● Problem set
1. In the RCU patch message, what tag does the commit apply to rcu_idle_enter() and rcu_idle_exit()?
2. Please copy word for word the stretch of the RCU patch message from "For the x86" through "rcu_idle_enter() and rcu_idle_exit()".

● Supplied passage

::::::::::

For the RCU part, how about as follows?

If this approach is reasonable, my guess would be that Frederic will pull
it into his context-tracking series, perhaps using a revert of this patch
to maintain sanity in the near term.

If this approach is unreasonable, well, that is Murphy for you!

For the x86 idle part, my feeling is still that the rcu_idle_enter()
and rcu_idle_exit() need to be pushed deeper into the code.  Perhaps
an ongoing process as the idle loop continues to be dug deeper?

							Thanx, Paul

------------------------------------------------------------------------

commit cd338be719a0a692e0d50e1a8438e1f6c7165d9c
Author: Paul E. McKenney <paulmck@kernel.org>
Date:   Tue May 17 21:00:04 2022 -0700

    rcu: Apply noinstr to rcu_idle_enter() and rcu_idle_exit()
    
    This commit applies the "noinstr" tag to the rcu_idle_enter() and
    rcu_idle_exit() functions, which are invoked from portions of the idle
    loop that cannot be instrumented.  These tags require reworking the
    rcu_eqs_enter() and rcu_eqs_exit() functions that these two functions
    invoke in order to cause them to use normal assertions rather than
    lockdep.  In addition, within rcu_idle_exit(), the raw versions of
    local_irq_save() and local_irq_restore() are used, again to avoid issues
    with lockdep in uninstrumented code.
    
    This patch is based in part on an earlier patch by Jiri Olsa, discussions
    with Peter Zijlstra and Frederic Weisbecker, earlier changes by Thomas
    Gleixner, and off-list discussions with Yonghong Song.

::::::::::

● Data records
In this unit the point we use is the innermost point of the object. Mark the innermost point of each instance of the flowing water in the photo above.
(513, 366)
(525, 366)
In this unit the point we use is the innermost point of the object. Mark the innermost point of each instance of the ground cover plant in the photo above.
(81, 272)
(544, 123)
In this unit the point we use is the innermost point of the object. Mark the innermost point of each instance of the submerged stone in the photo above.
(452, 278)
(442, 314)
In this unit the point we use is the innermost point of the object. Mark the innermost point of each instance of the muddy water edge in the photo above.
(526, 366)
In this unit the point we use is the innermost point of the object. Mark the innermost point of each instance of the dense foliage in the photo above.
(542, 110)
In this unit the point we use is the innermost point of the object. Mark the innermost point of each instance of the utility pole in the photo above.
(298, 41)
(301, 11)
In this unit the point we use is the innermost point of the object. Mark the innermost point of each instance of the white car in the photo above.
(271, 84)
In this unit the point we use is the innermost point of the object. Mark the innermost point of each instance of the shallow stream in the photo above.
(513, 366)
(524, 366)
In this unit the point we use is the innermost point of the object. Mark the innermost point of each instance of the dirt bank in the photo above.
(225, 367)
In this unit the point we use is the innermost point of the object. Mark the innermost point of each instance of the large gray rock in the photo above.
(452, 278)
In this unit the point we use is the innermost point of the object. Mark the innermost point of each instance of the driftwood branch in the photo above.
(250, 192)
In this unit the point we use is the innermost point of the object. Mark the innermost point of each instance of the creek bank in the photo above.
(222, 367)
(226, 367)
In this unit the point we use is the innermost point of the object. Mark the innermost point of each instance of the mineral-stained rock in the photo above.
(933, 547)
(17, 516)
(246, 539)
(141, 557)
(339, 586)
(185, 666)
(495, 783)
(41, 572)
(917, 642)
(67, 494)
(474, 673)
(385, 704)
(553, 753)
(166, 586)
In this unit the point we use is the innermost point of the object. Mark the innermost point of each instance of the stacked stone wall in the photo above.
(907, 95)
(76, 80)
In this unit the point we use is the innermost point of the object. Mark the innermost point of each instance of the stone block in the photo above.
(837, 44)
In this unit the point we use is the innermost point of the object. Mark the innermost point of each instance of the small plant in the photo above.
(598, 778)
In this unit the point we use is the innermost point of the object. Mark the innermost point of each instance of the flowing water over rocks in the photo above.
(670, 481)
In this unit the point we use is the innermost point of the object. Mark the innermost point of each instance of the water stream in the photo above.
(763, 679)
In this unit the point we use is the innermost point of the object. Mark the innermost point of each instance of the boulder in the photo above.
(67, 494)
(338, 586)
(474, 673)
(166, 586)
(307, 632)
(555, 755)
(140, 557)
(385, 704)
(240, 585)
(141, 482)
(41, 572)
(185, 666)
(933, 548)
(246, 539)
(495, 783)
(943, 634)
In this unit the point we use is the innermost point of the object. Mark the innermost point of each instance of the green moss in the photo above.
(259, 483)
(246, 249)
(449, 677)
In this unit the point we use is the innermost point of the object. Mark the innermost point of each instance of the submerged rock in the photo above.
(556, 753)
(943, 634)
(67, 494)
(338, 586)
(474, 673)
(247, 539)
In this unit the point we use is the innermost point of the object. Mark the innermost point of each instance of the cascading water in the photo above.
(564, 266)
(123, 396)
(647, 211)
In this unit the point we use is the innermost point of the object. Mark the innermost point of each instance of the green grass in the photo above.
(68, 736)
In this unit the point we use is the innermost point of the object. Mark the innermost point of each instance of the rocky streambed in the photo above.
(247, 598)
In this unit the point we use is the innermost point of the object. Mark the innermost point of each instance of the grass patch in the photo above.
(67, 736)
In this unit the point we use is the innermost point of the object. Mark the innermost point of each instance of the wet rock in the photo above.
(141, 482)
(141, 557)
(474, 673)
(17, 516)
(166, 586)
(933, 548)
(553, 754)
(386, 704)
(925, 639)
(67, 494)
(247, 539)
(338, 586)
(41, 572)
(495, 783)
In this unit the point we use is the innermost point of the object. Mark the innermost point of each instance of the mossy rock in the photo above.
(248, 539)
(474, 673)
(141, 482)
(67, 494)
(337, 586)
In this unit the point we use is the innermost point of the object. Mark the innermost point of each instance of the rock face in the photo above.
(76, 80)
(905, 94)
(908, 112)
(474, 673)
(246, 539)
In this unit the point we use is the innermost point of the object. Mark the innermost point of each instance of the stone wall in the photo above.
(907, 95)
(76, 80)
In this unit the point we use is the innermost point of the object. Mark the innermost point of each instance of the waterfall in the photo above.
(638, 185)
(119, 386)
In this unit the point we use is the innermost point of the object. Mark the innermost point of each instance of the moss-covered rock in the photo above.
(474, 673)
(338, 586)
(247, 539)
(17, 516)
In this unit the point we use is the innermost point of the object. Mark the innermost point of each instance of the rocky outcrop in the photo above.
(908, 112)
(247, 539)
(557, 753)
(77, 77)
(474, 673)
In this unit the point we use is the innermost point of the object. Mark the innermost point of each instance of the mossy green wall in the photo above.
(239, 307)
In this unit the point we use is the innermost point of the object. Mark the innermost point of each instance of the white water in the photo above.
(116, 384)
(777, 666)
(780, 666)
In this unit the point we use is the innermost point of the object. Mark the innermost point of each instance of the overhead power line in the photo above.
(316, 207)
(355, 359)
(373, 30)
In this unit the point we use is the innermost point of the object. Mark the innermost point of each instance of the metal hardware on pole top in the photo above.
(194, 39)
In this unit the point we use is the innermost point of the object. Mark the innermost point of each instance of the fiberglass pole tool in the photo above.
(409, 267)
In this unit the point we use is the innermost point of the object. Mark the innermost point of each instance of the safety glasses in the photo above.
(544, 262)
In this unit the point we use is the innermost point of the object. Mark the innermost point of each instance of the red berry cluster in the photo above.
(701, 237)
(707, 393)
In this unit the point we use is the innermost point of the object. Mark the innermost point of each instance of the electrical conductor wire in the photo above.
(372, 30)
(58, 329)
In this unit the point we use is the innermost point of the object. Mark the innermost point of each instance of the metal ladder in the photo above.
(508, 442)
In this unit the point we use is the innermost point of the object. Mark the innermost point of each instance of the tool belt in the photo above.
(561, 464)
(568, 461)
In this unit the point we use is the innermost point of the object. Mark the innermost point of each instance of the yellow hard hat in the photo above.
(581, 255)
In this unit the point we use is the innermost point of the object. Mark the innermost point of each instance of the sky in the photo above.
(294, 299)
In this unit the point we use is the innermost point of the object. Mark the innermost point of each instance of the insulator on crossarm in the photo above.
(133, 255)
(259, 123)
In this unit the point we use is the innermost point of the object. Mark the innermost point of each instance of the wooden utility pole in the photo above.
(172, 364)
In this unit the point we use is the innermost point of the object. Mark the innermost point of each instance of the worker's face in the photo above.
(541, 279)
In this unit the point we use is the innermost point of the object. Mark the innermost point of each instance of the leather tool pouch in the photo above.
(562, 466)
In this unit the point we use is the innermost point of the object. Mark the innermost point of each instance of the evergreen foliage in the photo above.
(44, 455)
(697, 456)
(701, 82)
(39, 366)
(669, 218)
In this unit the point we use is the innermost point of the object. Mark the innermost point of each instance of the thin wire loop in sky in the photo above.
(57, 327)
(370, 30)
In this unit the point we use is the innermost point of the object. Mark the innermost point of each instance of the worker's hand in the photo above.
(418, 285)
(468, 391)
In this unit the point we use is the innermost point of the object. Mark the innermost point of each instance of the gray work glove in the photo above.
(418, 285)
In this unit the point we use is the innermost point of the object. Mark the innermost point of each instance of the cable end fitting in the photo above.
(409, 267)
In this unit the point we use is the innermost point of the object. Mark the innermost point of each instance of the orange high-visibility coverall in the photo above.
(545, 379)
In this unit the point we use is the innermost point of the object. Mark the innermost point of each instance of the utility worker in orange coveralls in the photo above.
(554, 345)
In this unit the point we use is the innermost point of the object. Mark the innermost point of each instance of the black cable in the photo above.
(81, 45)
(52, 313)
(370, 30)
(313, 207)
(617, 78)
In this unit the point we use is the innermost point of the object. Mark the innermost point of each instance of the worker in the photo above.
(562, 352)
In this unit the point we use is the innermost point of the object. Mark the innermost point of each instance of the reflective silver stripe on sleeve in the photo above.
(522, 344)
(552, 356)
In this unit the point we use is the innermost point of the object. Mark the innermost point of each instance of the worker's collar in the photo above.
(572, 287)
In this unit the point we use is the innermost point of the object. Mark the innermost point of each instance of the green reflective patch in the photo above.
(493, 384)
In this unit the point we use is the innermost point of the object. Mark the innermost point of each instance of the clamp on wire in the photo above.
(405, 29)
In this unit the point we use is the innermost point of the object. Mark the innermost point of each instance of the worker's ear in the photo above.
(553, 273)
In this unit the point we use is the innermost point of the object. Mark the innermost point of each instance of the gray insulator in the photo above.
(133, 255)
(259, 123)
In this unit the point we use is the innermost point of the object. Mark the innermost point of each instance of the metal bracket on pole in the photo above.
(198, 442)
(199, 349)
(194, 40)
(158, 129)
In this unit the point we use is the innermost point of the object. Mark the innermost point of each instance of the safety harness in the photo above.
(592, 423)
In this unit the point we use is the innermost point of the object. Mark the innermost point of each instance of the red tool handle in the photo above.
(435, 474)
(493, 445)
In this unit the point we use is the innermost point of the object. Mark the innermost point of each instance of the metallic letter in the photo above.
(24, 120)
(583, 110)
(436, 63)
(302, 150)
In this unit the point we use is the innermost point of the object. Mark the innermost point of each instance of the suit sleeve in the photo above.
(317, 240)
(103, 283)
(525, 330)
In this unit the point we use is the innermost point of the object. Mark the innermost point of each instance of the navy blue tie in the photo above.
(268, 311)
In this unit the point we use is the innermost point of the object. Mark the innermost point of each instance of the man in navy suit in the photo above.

::::::::::

● Results of the exercise
1. The "noinstr" tag.

2.
For the x86 idle part, my feeling is still that the rcu_idle_enter()
and rcu_idle_exit() need to be pushed deeper into the code.  Perhaps
an ongoing process as the idle loop continues to be dug deeper?

							Thanx, Paul

------------------------------------------------------------------------

commit cd338be719a0a692e0d50e1a8438e1f6c7165d9c
Author: Paul E. McKenney <paulmck@kernel.org>
Date:   Tue May 17 21:00:04 2022 -0700

    rcu: Apply noinstr to rcu_idle_enter() and rcu_idle_exit()